> _EXERCISE GOAL_
Transcribe, word for word, the line containing "the cat's forehead" and each line following it through the end of the listing below. Omit all other lines.

— begin MATERIAL TO PROCESS —

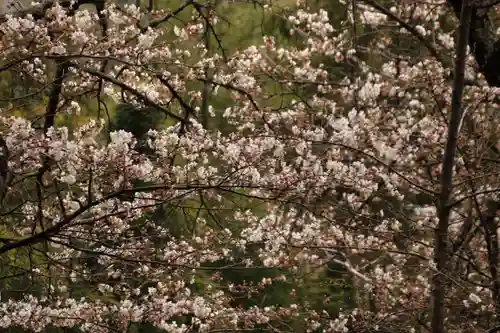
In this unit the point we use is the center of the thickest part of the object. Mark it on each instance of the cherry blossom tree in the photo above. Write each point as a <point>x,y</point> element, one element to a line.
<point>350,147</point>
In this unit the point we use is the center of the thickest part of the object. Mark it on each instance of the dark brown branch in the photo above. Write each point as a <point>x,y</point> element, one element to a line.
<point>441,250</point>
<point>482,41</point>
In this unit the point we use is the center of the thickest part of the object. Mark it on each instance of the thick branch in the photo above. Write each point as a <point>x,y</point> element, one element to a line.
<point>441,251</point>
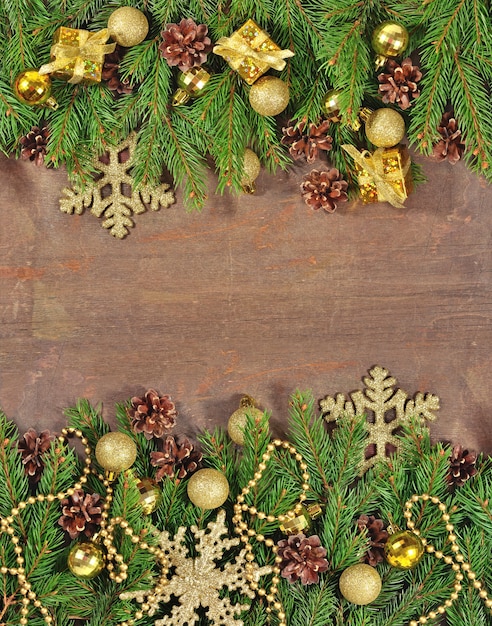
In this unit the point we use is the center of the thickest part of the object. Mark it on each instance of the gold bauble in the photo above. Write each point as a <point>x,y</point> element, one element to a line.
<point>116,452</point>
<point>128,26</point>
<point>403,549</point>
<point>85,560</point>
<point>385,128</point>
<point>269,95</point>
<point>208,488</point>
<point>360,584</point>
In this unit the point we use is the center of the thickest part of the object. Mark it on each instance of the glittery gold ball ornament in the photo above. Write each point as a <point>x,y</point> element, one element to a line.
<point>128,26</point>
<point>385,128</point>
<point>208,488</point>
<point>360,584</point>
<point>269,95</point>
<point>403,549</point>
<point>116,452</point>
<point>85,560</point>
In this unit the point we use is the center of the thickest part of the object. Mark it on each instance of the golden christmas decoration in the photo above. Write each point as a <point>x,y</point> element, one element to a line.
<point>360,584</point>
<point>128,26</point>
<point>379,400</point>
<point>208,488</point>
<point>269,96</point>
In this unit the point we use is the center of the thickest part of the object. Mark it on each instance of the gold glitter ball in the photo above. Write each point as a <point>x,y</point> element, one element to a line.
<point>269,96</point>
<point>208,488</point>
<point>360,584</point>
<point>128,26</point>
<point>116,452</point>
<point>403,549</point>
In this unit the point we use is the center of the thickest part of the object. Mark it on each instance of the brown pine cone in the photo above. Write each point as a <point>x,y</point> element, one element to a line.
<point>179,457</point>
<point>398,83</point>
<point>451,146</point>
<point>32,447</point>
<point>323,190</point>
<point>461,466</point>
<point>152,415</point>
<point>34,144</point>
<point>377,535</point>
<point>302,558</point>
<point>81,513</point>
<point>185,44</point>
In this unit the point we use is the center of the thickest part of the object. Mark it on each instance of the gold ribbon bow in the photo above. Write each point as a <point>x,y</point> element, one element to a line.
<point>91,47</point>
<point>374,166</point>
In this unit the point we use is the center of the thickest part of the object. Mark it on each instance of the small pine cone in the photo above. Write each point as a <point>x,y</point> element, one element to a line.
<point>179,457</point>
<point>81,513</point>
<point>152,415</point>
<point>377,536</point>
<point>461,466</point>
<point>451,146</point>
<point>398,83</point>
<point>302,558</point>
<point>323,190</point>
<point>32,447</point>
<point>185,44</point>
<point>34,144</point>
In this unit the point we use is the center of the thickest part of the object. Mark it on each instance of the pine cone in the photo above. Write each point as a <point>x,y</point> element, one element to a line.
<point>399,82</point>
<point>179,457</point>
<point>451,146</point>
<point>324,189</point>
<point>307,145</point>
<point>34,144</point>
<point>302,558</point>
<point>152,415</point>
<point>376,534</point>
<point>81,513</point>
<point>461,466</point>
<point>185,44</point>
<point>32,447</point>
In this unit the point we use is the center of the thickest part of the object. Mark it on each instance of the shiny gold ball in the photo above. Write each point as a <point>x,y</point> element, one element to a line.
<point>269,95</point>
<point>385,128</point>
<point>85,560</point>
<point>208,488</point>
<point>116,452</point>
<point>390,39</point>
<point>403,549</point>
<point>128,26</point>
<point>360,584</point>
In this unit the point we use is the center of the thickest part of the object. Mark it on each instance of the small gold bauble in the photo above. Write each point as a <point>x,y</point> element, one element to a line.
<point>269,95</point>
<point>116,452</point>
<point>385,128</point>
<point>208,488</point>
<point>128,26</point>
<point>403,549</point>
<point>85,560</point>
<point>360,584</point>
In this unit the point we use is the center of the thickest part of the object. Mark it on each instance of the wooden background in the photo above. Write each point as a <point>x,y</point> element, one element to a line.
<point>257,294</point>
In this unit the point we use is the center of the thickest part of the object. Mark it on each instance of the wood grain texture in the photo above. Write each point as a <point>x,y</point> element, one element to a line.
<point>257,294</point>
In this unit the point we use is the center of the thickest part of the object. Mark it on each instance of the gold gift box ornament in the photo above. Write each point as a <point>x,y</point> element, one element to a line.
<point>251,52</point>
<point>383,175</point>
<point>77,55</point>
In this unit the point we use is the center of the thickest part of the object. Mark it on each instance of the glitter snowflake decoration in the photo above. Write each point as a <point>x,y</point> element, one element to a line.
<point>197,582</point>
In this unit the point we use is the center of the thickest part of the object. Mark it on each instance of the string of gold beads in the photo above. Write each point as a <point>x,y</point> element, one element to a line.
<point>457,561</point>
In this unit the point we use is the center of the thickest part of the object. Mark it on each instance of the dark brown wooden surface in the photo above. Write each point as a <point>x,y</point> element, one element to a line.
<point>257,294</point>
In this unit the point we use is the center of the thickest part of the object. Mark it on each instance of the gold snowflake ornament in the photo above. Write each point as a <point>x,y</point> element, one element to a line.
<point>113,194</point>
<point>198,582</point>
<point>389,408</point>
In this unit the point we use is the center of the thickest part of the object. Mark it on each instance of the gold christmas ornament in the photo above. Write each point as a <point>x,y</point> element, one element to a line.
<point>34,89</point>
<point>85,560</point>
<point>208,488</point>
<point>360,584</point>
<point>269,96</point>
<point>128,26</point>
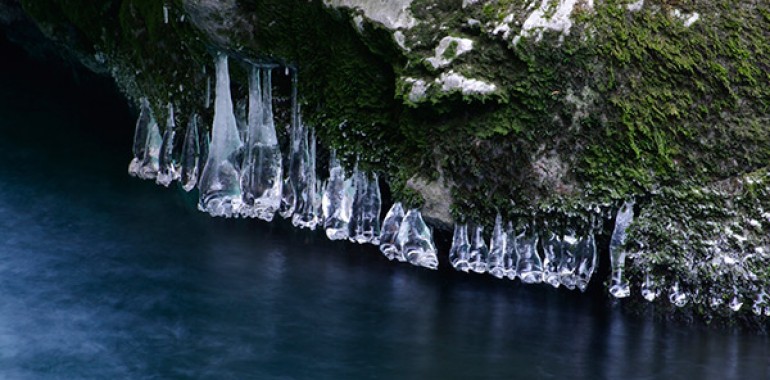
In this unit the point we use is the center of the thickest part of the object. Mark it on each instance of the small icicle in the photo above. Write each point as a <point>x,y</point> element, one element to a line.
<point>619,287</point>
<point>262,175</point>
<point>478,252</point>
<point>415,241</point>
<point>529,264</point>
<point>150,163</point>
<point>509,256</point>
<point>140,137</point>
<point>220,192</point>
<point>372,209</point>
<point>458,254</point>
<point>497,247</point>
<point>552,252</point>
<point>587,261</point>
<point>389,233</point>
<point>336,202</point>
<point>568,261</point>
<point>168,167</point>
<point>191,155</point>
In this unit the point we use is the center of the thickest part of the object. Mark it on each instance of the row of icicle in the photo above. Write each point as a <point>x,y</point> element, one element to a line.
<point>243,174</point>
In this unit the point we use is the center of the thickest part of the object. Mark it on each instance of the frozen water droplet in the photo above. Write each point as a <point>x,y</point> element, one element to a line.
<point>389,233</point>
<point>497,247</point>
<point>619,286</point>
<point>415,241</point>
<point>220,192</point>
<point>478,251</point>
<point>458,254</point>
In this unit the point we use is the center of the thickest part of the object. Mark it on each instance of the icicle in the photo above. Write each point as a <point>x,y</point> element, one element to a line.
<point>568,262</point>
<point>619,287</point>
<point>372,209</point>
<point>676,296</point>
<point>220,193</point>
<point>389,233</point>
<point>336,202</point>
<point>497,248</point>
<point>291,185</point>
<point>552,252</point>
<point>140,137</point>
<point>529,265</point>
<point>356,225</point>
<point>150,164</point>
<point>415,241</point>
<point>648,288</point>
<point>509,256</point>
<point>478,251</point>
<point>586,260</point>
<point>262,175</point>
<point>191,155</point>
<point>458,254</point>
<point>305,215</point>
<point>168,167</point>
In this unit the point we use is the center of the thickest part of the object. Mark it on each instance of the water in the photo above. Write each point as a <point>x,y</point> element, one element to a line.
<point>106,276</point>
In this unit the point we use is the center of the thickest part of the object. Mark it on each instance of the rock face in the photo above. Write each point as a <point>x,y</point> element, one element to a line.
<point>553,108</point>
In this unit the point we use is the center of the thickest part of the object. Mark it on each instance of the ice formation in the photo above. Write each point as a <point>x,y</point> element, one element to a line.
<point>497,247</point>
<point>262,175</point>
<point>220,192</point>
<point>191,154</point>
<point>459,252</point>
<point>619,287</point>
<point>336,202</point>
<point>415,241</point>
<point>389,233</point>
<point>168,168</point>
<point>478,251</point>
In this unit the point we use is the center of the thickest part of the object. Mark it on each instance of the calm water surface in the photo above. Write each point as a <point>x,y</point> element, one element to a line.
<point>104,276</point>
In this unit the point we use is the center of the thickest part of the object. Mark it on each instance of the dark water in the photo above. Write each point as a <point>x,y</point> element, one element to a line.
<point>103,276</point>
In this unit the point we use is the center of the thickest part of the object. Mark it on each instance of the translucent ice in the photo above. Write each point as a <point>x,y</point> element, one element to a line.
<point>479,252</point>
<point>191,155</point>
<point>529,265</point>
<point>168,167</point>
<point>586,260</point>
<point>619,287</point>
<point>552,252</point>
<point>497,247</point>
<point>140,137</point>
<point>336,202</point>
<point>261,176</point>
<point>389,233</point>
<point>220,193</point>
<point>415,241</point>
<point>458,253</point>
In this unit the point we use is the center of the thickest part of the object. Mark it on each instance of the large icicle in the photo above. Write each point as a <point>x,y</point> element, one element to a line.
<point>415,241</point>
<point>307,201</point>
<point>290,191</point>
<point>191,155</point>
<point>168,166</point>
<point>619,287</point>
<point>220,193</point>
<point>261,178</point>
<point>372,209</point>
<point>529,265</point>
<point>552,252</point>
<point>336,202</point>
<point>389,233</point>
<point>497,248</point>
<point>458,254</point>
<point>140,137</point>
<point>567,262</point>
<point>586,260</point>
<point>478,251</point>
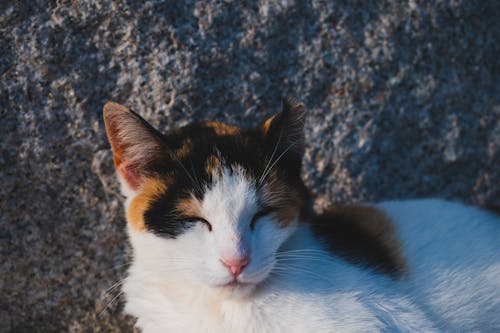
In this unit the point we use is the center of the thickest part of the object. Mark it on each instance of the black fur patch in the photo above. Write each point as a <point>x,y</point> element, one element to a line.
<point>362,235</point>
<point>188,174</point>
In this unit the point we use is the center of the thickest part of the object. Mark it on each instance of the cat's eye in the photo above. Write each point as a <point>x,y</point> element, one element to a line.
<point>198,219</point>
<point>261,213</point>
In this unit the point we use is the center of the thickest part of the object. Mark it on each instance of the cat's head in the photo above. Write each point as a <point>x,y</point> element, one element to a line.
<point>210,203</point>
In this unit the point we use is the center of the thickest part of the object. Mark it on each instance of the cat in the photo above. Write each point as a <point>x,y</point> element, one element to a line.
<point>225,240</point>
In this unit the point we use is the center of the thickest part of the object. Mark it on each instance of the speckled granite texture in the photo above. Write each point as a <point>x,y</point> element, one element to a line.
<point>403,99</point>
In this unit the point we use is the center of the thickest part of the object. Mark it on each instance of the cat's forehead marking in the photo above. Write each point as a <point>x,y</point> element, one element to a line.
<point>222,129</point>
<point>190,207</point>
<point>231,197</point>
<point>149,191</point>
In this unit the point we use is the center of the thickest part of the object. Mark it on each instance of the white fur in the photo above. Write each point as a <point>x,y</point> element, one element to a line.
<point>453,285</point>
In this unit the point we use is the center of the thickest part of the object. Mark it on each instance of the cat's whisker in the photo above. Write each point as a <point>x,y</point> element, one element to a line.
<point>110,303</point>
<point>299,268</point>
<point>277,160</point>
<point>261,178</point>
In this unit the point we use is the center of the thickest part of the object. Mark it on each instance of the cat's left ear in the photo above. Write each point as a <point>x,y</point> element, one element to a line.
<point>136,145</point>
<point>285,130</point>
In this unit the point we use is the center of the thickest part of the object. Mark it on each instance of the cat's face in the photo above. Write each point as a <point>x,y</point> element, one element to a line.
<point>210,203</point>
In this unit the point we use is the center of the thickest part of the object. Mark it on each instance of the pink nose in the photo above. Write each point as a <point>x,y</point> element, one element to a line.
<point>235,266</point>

— end MATERIAL TO PROCESS —

> _TASK RESPONSE_
In this unit the point we use is the center of the thickest part of the object. Mark it on each instance of the cat's forehead marking in the photo above. Write each point as a <point>x,y</point> element, one element to a line.
<point>222,129</point>
<point>190,207</point>
<point>231,197</point>
<point>149,191</point>
In this unit the point we use is the center of the thickest part of the object. Mark it on each instance of the white fur in the photo above. Write each point as a <point>x,y</point> element, one element to a line.
<point>453,285</point>
In this unit the point we use is the center of the thickest part of the object. Mark it on each instance of the cat's whisker in the photo above. Write each point as a <point>x,y</point> element, one element to a line.
<point>110,303</point>
<point>299,268</point>
<point>277,160</point>
<point>261,178</point>
In this unit the point we use is the center of the thickest part of the object. Mark it on each instance of the cat's left ear in the photo above. Write each point as a <point>x,y</point> element, one element to a line.
<point>136,145</point>
<point>285,130</point>
In this unit the point we use is the center of the thickest part of the object. Mark it on each instance of the cat's face in the photo above. Write each point as a <point>x,y</point> element, one element to a line.
<point>210,203</point>
In this unit the point we use is the center of the thickest part of the object. Mark it on each instance of the pink nose in the photo above. Write each point as a <point>x,y</point> element, one element to a line.
<point>235,266</point>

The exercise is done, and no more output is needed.